Reading passage:
──────

When lemmatizing, there is the possibility to use a "stop-list" of common word-forms.
In that case, Program Lemmatize will skip over such forms, and allow the user to concentrate
on the less common, and therefore more significant, forms.
Mode: Global change of sense code across texts
Programmed but still to be written up here.
The database
The database consist of several plain-text files. The structure of these files, and even their number, is not finalized.
They are not fully "normalized" in the database sense, as it is easier to update them manually like this.
When their content is more complete, it is expected they will be put fully in normal form.
The set of plain-text files at present consists of:
• the forms file (not used at present)
• the formsenses file
• the formsenseexamples file
• the decompositions file
• the decompositionexamples file
The content of the database is specialized towards handling the spelling found in the texts of the Ulaidh collection,
including phonetically-reasonable variants.
It is far from complete, and will be incrementally developed, as more texts are lemmatized.
Similar databases could be constructed for the orthographies of other text collections.
Program Lexicon (see below) provides facilities for manipulating this database,
including conversion of the set of plain-text files to a SQLite database.
The formsenses file
Data about these forms is maintained manually in a plain-text file, called formsenses.txt.
The file will contain a record for every distinct sense of every distinct word-type, ie. every distinct type/sense combination.
There may also be separate records for different morphological categories of a type/sense, even when homonymic. This is still being refined.
A record contains a number of fields as follows. (The fields are re-ordered here, for ease of explanation; in the file they are ordered for ease of maintenance.)

──────

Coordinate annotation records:
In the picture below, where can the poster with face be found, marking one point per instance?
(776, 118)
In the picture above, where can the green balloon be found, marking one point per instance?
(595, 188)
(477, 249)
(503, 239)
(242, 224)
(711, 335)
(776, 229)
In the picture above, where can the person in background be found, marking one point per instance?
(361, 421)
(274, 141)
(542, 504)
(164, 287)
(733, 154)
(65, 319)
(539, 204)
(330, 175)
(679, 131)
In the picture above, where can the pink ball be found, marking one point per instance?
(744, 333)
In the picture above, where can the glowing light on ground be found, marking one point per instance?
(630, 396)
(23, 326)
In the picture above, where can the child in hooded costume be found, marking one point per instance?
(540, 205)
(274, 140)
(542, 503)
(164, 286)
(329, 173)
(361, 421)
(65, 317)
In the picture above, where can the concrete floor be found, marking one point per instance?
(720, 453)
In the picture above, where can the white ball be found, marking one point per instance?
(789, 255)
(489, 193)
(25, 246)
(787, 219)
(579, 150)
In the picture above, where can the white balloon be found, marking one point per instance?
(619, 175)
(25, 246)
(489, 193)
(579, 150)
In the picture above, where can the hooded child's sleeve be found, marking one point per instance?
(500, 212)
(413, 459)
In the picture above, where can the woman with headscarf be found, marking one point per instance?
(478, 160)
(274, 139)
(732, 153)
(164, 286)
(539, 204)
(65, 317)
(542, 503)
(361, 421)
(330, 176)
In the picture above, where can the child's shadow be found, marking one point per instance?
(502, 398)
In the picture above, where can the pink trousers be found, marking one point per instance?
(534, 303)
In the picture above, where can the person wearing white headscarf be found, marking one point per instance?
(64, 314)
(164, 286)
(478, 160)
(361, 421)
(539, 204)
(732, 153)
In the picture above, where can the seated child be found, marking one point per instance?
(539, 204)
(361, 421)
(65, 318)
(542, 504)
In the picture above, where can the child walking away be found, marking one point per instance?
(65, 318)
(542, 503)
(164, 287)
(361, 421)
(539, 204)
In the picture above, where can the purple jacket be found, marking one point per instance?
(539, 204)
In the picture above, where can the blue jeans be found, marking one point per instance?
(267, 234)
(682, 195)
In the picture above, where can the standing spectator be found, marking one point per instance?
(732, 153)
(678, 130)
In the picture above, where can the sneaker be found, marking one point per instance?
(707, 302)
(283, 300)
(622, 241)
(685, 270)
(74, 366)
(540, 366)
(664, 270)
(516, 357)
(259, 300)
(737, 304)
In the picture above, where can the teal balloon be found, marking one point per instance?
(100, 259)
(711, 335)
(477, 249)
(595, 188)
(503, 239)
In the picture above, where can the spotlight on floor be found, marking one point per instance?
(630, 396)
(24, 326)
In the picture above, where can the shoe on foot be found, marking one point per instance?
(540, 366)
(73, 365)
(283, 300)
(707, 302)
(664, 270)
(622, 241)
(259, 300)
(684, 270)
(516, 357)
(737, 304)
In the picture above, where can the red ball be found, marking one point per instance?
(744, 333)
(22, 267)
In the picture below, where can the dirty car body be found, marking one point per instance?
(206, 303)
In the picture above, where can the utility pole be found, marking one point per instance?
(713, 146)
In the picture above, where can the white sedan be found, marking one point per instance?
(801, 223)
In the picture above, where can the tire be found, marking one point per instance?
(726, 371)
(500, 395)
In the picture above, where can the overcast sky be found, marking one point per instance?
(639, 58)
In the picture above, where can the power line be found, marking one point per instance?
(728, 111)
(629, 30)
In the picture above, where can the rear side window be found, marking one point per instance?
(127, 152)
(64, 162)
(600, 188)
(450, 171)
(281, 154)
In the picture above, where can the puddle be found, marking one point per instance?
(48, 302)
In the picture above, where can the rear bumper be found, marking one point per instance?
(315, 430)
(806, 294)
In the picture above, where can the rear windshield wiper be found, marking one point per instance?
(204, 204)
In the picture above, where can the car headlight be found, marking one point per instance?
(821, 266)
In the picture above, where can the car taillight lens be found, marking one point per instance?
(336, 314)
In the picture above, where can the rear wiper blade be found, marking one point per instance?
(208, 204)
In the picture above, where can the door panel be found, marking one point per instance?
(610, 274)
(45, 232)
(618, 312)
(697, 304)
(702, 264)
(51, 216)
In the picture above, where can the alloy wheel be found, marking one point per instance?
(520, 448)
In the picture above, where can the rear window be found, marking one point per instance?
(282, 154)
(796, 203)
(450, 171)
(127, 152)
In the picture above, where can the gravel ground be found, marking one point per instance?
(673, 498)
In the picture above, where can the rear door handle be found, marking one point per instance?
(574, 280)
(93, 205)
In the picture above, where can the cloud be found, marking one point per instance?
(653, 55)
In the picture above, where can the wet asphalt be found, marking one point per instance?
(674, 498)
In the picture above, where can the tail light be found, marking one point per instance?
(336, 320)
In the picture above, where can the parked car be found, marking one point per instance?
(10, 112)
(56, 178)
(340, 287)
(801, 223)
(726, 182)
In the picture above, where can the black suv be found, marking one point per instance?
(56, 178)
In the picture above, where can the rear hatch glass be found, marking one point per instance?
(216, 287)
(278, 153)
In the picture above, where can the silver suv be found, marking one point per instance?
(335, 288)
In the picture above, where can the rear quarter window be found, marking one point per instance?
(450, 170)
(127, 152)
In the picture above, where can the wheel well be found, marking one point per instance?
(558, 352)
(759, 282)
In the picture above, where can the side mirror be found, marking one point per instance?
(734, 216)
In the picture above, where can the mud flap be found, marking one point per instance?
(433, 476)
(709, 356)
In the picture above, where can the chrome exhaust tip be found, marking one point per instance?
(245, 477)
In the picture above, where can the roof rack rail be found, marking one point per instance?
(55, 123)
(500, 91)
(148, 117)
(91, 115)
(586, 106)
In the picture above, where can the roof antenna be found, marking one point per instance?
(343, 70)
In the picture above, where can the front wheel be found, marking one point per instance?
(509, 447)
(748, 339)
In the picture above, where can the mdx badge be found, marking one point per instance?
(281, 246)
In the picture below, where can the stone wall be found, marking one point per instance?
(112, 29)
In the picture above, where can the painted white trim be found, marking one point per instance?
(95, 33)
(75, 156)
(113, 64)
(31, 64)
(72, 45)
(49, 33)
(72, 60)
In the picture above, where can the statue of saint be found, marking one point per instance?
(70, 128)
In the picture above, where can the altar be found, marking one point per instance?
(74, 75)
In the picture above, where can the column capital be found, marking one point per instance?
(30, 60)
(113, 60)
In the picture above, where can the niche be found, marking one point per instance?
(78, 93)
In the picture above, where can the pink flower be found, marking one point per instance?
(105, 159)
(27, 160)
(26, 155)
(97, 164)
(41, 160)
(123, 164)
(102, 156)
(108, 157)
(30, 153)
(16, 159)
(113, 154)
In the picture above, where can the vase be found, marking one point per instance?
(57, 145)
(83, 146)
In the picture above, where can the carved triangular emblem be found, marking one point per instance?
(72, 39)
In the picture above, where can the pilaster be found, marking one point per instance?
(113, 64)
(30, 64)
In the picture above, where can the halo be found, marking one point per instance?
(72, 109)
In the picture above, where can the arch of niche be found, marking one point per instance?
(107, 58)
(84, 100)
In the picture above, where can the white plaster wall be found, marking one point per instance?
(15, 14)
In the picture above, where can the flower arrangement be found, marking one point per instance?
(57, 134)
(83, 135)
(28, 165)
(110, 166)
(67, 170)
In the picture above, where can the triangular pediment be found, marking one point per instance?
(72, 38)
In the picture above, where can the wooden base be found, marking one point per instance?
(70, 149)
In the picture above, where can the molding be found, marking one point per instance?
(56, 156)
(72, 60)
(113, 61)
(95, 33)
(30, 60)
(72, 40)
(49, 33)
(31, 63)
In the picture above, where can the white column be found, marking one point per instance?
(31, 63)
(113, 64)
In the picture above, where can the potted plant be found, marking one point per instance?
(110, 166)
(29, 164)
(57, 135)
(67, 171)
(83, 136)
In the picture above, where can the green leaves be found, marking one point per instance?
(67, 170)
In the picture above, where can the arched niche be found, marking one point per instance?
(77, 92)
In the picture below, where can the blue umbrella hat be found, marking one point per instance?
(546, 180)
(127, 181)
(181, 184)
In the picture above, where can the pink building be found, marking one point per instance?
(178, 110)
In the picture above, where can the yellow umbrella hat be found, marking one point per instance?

──────

The tasks:
1. Decide whether each statement below agrees with the text on the lemmatizing database. Answer yes or no for each, and quote the deciding words of the text: (a) The forms file is currently in use. (b) The formsenses file is maintained manually. (c) Program Lexicon can convert the set of plain-text files to a SQLite database.
2. Tally the lines of the records that contain the string "roof", and give only that number.

Task answers:
1.
(a) No: "the forms file (not used at present)"
(b) Yes: "Data about these forms is maintained manually in a plain-text file, called formsenses.txt."
(c) Yes: "including conversion of the set of plain-text files to a SQLite database."

2. 2